**課題**
- a) 三条会の観劇記について、次の記述が内容と合うかどうかを「はい」か「いいえ」で答えよ。それぞれ判断の根拠となる箇所を原文どおりに引用すること。
(i) 三条会は千葉県を拠点に活動する劇団である。
(ii) 筆者は開演に間に合わなかった。
(iii) この公演は初演である。
- b) 三条会の観劇記を、最後の一文のあとから書き継げ。

**本文**
┌──
三条会『ロミオとジュリエット』07/02千葉市美浜文化ホール

 関美能留(せき・みのる)さんが演出される三条会(過去レビュー⇒)。は、千葉県を拠点に活動する劇団です。極度の方向音痴の私ですが、三条会に会うためなら千葉まで遠征いたします(遠征って大げさだけど)。案の定スムーズには会場にたどり着けなかったのですが(涙)、開演には間に合いました。

 あまり演劇に親しみのないお客様向けの工夫と、コアな演劇ファンがにやりとする隠喩とが、奇妙だけれど良いバランスで混ぜ合わさった演出でした。三条会はやっぱり凄い!って思いました。観に行ってよかった~。

 ⇒CoRich舞台芸術!『ロミオとジュリエット
 ※南房総市シェイクスピア・カントリー・パーク/シアターホールで上演された作品の再演です。
└──
**記録一覧**
┌──
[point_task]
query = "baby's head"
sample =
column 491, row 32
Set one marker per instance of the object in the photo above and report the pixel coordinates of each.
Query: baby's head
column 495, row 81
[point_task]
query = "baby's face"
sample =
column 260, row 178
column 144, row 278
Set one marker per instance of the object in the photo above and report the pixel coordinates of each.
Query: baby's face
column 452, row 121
└──
**解答**
- a)
(i) はい。「千葉県を拠点に活動する劇団です」
(ii) いいえ。「開演には間に合いました」
(iii) いいえ。「南房総市シェイクスピア・カントリー・パーク/シアターホールで上演された作品の再演です」

- b)
 劇場内は客席も含めて黒色で、ほぼブラックボックスの状態です。学校の教室の勉強机が舞台の4隅に置かれ、舞台奥のスクリーンに文字映像が映し出されるシンプルな装置。

 三条会版「ロミジュリ」は、ベンヴォーリオ(中村岳人)が口上役としてあらすじをドンドコしゃべっていく4幕ものでした。セリフが部分的にスクリーンに表示され、それを朗読したりもします。三条会でこんな演出は初めて観ました。ベタなギャグもたくさんありましたね。公共ホールの開館記念公演ということで、小さなお子さま連れや演劇をよく知らないお客様のための戦略だったのでしょう。見事に機能していたと思います。

 ベンヴォーリオは前説で、客席との距離を近づけるためにダジャレを連発しますが、それはシェイクスピア作品の特徴を表現するのと兼ね合わせられています。今回もやはり邦楽のポップスが大胆に使われました。それもまた同じ効果があります。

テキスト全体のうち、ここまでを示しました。